### DOCUMENT
▶

Table 2: It is recommended to provide RMSEP (Root Mean Square Error of Prediction) to reflect the model’s predictive ability, and to explain terms such as RMSEC.
Figure 5: The annotation of the CDβ value corresponding to r=3 in the figure is not clearly matched with the data in Table 4. This issue also exists in Figures 6, 7, and 8. It is suggested to mark the data in a more conspicuous way.
Table 4: The statement “CDβ for diflufenican in olives: 1.20 mg kg⁻¹” indicates that the detection capability of NIR-PLS (1.20 mg kg⁻¹) is higher than the maximum residue level permitted by regulations (0.6 mg kg⁻¹). This means that the detection capability of the method presented in this paper is not sufficient to meet the European Union’s detection standards. Therefore, please add an explanation of this aspect in the conclusion and provide directions for future optimization.

Comments on the Quality of English Language

Line 34-35: The term “repercusses” in the introduction should be “repercussions.” Please correct the spelling error.
Line 63-64: “Patial Least Squares” should be “Partial Least Squares.” Please correct the spelling error.
Other language problems need to be corrected.

◀

### GIVEN PROBLEM A
In the review comments, translate the sentence "It is suggested to mark the data in a more conspicuous way." into Spanish.

### EXERCISE MATERIALS
▶

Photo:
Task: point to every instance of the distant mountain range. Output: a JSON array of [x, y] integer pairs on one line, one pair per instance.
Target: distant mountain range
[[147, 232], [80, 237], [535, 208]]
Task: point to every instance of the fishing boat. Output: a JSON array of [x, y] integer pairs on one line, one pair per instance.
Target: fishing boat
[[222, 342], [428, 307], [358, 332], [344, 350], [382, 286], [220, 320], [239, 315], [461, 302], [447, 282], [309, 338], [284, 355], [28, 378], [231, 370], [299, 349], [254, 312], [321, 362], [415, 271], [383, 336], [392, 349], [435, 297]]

◀
▶

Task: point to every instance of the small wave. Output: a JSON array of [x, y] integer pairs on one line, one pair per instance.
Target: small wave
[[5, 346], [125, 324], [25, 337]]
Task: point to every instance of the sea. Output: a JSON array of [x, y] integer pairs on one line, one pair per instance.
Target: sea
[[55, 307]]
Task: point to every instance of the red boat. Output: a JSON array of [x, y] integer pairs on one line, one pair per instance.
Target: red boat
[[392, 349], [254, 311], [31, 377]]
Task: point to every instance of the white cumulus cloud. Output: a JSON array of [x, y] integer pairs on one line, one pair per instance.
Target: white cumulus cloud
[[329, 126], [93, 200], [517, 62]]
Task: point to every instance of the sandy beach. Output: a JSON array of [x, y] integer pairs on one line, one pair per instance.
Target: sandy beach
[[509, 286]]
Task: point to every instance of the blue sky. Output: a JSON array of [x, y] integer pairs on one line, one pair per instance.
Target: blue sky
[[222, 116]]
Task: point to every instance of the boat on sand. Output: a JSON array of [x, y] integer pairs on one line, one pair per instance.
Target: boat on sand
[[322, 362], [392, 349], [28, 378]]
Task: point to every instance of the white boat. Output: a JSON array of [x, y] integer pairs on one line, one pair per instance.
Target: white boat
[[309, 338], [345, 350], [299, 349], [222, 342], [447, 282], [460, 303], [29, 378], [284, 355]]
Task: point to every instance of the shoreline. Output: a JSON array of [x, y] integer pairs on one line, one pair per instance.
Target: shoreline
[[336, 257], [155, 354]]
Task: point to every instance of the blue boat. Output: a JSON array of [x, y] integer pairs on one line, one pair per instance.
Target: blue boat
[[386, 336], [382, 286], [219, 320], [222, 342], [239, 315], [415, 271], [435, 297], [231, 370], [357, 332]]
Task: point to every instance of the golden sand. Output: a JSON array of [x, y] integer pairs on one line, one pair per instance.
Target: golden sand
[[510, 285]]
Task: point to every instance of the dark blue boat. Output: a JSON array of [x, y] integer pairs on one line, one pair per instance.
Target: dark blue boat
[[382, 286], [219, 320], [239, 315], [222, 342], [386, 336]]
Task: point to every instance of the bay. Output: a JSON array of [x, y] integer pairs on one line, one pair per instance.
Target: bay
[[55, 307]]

◀

### GIVEN PROBLEM B
From the entries, copy the lines starting at the one that contains "Task: point to every instance of the white cumulus" and ending at the one that contains "[[509, 286]]", both included.

### WORKED ANSWER A
Se sugiere marcar los datos de una manera más visible.

### WORKED ANSWER B
Task: point to every instance of the white cumulus cloud. Output: a JSON array of [x, y] integer pairs on one line, one pair per instance.
Target: white cumulus cloud
[[329, 126], [93, 200], [517, 62]]
Task: point to every instance of the sandy beach. Output: a JSON array of [x, y] integer pairs on one line, one pair per instance.
Target: sandy beach
[[509, 286]]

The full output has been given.